> _YOUR OBJECTIVE_
Please write out the data below again with every "bounding box" changed to "enclosing rectangle" and everything else left as it is. Omit the pictures.

> _DATA SECTION_
════════════════

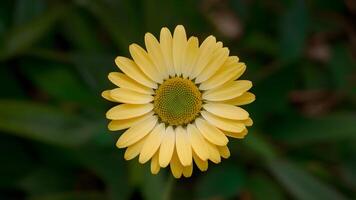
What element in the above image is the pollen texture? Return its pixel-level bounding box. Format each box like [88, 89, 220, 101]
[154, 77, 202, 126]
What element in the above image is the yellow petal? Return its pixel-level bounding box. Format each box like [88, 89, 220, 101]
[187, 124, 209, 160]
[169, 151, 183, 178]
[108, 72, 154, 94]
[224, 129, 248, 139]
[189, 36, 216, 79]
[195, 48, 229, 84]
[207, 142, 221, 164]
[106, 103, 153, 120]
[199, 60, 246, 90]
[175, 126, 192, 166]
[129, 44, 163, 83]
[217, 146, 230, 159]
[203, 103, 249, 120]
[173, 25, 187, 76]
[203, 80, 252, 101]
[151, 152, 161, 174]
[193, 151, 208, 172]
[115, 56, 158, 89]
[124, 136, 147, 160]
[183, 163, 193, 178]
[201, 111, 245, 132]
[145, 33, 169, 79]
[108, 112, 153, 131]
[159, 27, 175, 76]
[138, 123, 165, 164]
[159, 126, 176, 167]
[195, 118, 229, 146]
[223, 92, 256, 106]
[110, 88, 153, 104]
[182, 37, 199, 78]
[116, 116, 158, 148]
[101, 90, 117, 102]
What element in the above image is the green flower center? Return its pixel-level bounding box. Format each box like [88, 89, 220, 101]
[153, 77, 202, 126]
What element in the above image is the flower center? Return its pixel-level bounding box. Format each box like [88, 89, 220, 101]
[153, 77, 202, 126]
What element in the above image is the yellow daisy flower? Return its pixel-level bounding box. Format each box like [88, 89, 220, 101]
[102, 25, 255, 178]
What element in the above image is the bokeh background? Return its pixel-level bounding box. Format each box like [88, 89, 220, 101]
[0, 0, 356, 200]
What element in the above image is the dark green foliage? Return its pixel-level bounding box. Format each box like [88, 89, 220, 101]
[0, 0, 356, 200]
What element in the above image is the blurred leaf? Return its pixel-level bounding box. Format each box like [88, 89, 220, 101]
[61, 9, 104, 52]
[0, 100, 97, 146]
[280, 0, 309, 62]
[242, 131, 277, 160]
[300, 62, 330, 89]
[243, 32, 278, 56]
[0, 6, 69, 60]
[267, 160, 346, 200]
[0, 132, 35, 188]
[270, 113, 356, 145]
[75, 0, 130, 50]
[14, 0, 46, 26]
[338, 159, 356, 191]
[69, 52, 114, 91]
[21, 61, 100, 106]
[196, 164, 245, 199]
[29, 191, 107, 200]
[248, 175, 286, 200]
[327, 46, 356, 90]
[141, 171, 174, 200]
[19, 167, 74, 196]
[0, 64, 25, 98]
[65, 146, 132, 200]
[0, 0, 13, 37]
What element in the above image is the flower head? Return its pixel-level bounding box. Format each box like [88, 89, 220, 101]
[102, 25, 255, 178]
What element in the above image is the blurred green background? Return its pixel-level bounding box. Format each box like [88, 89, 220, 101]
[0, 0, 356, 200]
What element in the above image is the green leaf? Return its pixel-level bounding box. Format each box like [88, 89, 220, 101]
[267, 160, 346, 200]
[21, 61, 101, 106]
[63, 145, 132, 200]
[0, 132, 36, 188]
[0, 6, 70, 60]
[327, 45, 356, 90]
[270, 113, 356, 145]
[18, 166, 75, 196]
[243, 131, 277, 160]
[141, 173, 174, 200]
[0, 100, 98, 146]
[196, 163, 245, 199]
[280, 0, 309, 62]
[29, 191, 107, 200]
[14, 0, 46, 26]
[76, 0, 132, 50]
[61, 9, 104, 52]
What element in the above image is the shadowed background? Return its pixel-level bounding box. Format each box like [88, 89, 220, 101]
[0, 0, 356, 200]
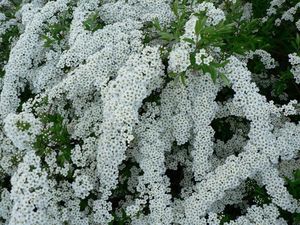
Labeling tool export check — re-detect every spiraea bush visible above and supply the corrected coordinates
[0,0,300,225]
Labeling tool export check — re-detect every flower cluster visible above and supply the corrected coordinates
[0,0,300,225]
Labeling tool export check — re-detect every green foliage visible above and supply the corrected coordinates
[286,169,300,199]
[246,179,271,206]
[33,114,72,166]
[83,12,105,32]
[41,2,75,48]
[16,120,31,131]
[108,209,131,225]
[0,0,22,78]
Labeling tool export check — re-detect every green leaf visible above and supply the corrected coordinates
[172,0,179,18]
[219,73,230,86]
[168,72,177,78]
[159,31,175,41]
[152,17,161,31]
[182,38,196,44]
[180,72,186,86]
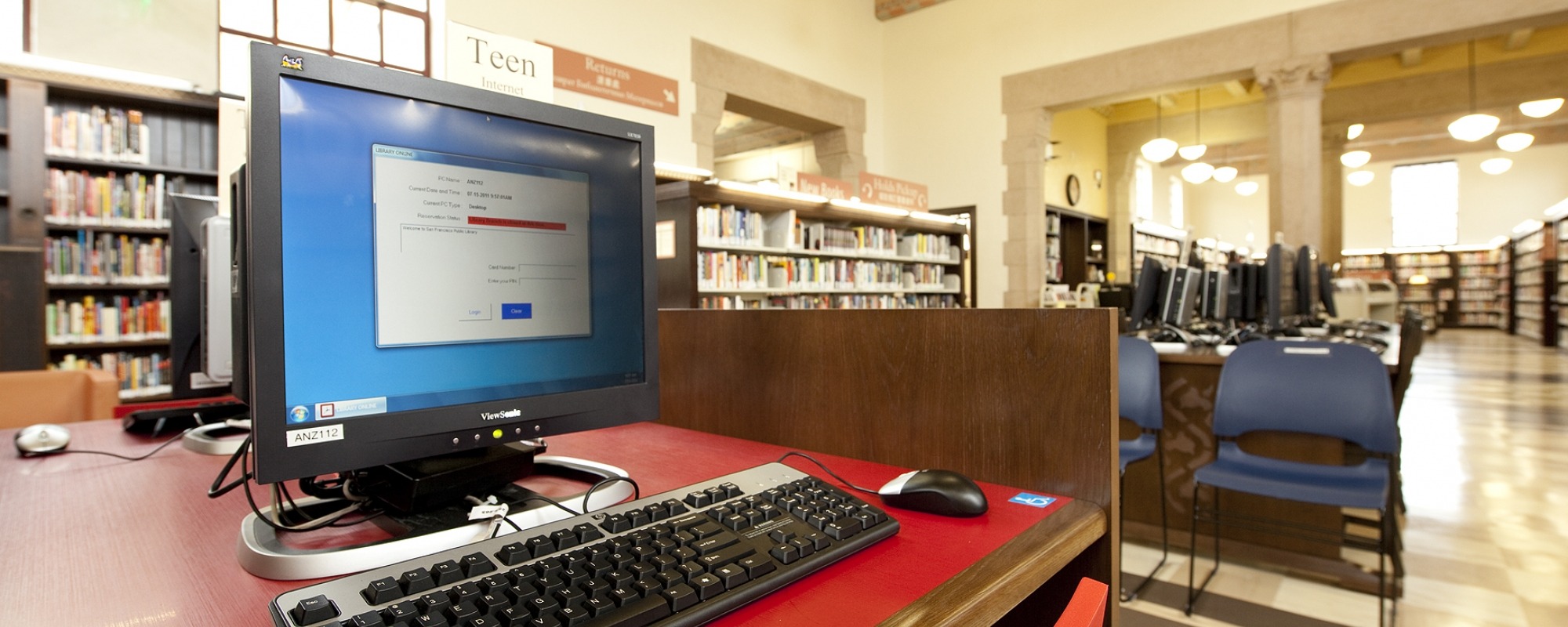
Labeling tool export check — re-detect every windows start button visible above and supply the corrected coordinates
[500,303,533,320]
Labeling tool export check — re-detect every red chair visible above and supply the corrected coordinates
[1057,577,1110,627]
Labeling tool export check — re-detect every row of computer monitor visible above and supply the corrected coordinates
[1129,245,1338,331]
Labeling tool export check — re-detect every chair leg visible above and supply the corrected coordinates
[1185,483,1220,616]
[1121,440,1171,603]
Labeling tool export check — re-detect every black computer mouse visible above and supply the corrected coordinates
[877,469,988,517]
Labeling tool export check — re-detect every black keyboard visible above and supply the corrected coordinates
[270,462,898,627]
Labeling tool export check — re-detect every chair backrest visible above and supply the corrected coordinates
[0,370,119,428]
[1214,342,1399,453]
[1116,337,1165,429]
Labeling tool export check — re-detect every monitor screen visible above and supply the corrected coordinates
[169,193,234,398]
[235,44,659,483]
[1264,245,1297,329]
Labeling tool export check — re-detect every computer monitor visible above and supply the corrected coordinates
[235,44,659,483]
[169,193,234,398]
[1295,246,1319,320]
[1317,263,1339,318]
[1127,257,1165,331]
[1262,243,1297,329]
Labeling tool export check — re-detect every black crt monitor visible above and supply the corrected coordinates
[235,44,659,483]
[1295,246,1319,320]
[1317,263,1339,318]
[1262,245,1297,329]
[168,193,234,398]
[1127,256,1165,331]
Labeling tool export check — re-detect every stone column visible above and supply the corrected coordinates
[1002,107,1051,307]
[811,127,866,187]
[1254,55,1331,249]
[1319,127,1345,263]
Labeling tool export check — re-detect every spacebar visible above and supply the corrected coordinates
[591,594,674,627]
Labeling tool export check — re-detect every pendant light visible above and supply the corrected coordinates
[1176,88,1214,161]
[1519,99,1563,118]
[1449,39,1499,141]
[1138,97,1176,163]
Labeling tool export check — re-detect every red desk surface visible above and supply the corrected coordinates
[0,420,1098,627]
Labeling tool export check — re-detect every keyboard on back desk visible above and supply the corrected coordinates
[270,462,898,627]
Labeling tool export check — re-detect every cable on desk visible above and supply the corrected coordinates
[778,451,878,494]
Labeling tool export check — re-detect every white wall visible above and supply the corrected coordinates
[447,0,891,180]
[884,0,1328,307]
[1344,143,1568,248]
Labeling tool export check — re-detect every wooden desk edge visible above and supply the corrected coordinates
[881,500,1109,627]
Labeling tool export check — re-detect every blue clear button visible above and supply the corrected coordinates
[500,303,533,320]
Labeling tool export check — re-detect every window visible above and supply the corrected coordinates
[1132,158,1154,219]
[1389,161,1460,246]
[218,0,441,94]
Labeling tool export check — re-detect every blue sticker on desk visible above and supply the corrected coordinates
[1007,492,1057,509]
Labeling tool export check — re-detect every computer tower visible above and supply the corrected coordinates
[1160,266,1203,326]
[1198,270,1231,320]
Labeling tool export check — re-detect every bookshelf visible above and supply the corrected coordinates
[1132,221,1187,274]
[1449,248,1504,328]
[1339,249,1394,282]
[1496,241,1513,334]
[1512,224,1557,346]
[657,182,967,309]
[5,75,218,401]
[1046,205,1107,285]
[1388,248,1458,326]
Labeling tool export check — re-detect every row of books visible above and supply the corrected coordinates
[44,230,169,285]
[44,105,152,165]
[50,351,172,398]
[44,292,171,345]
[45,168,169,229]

════════════════

> _RESPONSE TO THIS EXERCISE_
What element in the above image is the pollen texture? Return its pixel-level enclosing rectangle. Format each box like [88, 89, 220, 101]
[154, 77, 202, 126]
What element in the above image is the yellow petal? Return its pixel-level enclosing rectangle. Format each box like [88, 89, 220, 101]
[187, 124, 209, 160]
[169, 151, 183, 178]
[108, 72, 154, 94]
[224, 129, 248, 139]
[189, 36, 216, 79]
[195, 48, 229, 84]
[207, 142, 221, 164]
[106, 103, 153, 120]
[199, 60, 246, 90]
[175, 126, 192, 166]
[129, 44, 163, 83]
[217, 146, 230, 159]
[203, 103, 249, 120]
[173, 25, 187, 76]
[203, 80, 252, 101]
[151, 152, 161, 174]
[193, 151, 208, 172]
[115, 56, 158, 89]
[124, 136, 147, 160]
[183, 163, 193, 178]
[201, 111, 245, 132]
[145, 33, 169, 79]
[108, 112, 153, 131]
[159, 27, 175, 76]
[138, 123, 165, 164]
[159, 126, 176, 167]
[195, 118, 229, 146]
[223, 92, 256, 106]
[110, 88, 153, 104]
[182, 37, 199, 78]
[116, 116, 158, 148]
[101, 90, 117, 102]
What element in the above image is the green flower center? Return its pixel-level enclosing rectangle. Format each box like [88, 89, 220, 101]
[153, 77, 202, 126]
What element in the above image is the flower center? Return its pixel-level enclosing rectangle. Format each box like [88, 89, 220, 101]
[153, 77, 202, 126]
What element in the above image is the yellow daisy flower? Return its pixel-level enclosing rectangle. Format each box like [88, 89, 220, 101]
[102, 25, 255, 178]
What element in the above image is the bokeh background? Return its pixel-level enclosing rectangle. Format each box like [88, 89, 220, 101]
[0, 0, 356, 200]
What element in the above image is the dark green foliage? Return its pixel-level enclosing rectangle. Format each box like [88, 89, 220, 101]
[0, 0, 356, 200]
What element in the above image is the blurred leaf? Return its pixel-level enclosing rectangle. Format each box like [88, 89, 220, 101]
[61, 9, 104, 52]
[0, 100, 97, 146]
[280, 0, 309, 62]
[242, 131, 277, 160]
[300, 62, 330, 89]
[243, 32, 278, 56]
[0, 6, 69, 60]
[267, 160, 346, 200]
[0, 132, 35, 188]
[270, 113, 356, 145]
[75, 0, 130, 50]
[14, 0, 46, 26]
[338, 159, 356, 191]
[69, 52, 114, 91]
[21, 61, 100, 106]
[196, 164, 245, 199]
[29, 191, 107, 200]
[248, 175, 286, 200]
[327, 46, 356, 90]
[141, 171, 174, 200]
[19, 167, 74, 196]
[0, 64, 25, 98]
[65, 146, 132, 200]
[0, 0, 13, 37]
What element in the above image is the flower head? Return its pixel-level enclosing rectangle. Format each box like [88, 89, 220, 101]
[102, 25, 255, 178]
What element in the above image is the blurred green background? Return its pixel-level enclosing rectangle. Format each box like [88, 89, 220, 101]
[0, 0, 356, 200]
What element in the above image is the green leaf? Return its pixel-level enclosing rectangle. Format each box like [88, 89, 220, 101]
[267, 160, 346, 200]
[21, 61, 101, 106]
[63, 145, 132, 200]
[0, 132, 36, 188]
[0, 6, 70, 60]
[327, 45, 356, 90]
[270, 113, 356, 145]
[18, 166, 75, 196]
[243, 131, 277, 160]
[141, 173, 174, 200]
[0, 100, 98, 146]
[196, 163, 245, 199]
[280, 0, 309, 62]
[29, 191, 107, 200]
[14, 0, 46, 26]
[76, 0, 132, 50]
[61, 9, 104, 52]
What element in the above image is the shadowed background? Return its pixel-level enclosing rectangle. Format each box like [88, 89, 220, 101]
[0, 0, 356, 200]
Labeling tool export check — re-detect every spiraea bush visible above and supply the corrected coordinates
[0,0,300,225]
Labeling tool export check — re-detect every flower cluster visible above and supply the corrected coordinates
[0,0,300,225]
Labeling tool export check — re-detect every green foliage visible above and supply the corrected coordinates
[286,169,300,199]
[246,179,271,206]
[33,114,72,166]
[83,12,105,32]
[41,2,75,48]
[16,120,31,131]
[108,209,131,225]
[0,0,22,78]
Labeling tool export check — re-detect every green leaf visible above and supply the corrected coordinates
[172,0,179,18]
[219,73,230,86]
[168,72,177,78]
[159,31,175,41]
[152,17,161,31]
[182,38,196,44]
[180,72,186,86]
Labeling tool export check — re-detect every windows start button visible above and supply the corrected coordinates
[500,303,533,320]
Labeling tool export check — re-detect every red chair visible above and supply the corrected coordinates
[1057,577,1110,627]
Labeling tool export check — re-detect every row of computer monitor visible above and supply the corrected coordinates
[1129,245,1338,331]
Labeling tool export check — re-detect every chair leg visible above and supply the corrected coordinates
[1185,483,1220,616]
[1121,440,1171,603]
Labeling tool export check — re-detect every black computer mouse visible above and supply the corrected coordinates
[877,469,988,517]
Labeling tool export check — re-detect every black keyboard visible above and supply the corrected coordinates
[270,462,898,627]
Labeling tool export check — re-detect every chair backrest visible above and supply the corrected coordinates
[0,370,119,428]
[1214,342,1399,453]
[1116,337,1165,429]
Labeling tool export check — re-detect every monitor screen visible above and supply the corrected coordinates
[169,193,234,398]
[235,44,659,483]
[1264,245,1297,329]
Labeling tool export check — re-detect every computer monitor visible above and supply the corrected coordinates
[235,44,659,483]
[169,193,234,398]
[1295,246,1319,320]
[1317,263,1339,318]
[1127,257,1165,331]
[1262,243,1297,329]
Labeling tool export check — re-detect every black crt monitor visible above and supply the corrected coordinates
[235,44,659,483]
[1295,246,1319,320]
[1317,263,1339,318]
[1262,245,1297,329]
[168,193,234,398]
[1127,256,1165,331]
Labeling tool export check — re-detect every stone column visible above and supply the corrected coordinates
[1002,107,1051,307]
[811,127,866,187]
[1254,55,1331,249]
[1319,127,1345,263]
Labeling tool export check — re-detect every spacebar visible above and supply the corrected coordinates
[591,594,674,627]
Labeling tool export check — re-detect every pendant light visible above and supply the corrected coordinates
[1176,88,1214,161]
[1519,99,1563,118]
[1449,39,1499,141]
[1138,97,1176,163]
Labeling tool export check — re-detect every red desk surface visible above and supply the corrected coordinates
[0,420,1098,627]
Labeling tool export check — re-detect every keyboard on back desk visible above and supply the corrected coordinates
[270,462,898,627]
Labeling tool export check — re-detect every cable on desk visible above and supply the corrected coordinates
[778,451,878,494]
Labeling tool export check — re-detect every white wall visible above and supply the corrected coordinates
[447,0,891,180]
[884,0,1328,307]
[1344,143,1568,248]
Labeling tool export check — re-detect every wooden desk edge visible above and supply the corrected coordinates
[881,500,1109,627]
Labeling tool export check — re-detect every blue clear button visible above and supply the corrected coordinates
[500,303,533,320]
Labeling tool export check — re-detect every window visible above and supply the corrected coordinates
[1132,158,1154,219]
[1389,161,1460,246]
[218,0,441,94]
Labeling tool export check — re-detect every blue sticker on desk visible above and supply the corrected coordinates
[1007,492,1057,509]
Labeling tool export check — re-detect every computer tower visible above and supply the corrected coordinates
[1160,266,1203,326]
[1198,270,1231,320]
Labeling tool export check — re-detect every bookshelf visible above and supply the corrected coordinates
[1132,221,1187,274]
[1449,248,1504,328]
[1339,249,1394,282]
[1496,241,1513,334]
[1512,224,1557,346]
[657,182,967,309]
[5,75,218,401]
[1046,205,1107,285]
[1388,248,1458,326]
Labeling tool export check — re-detect every row of books visible above and supply the corrected coordinates
[44,230,169,285]
[44,105,152,165]
[50,351,172,398]
[44,292,171,345]
[45,168,169,229]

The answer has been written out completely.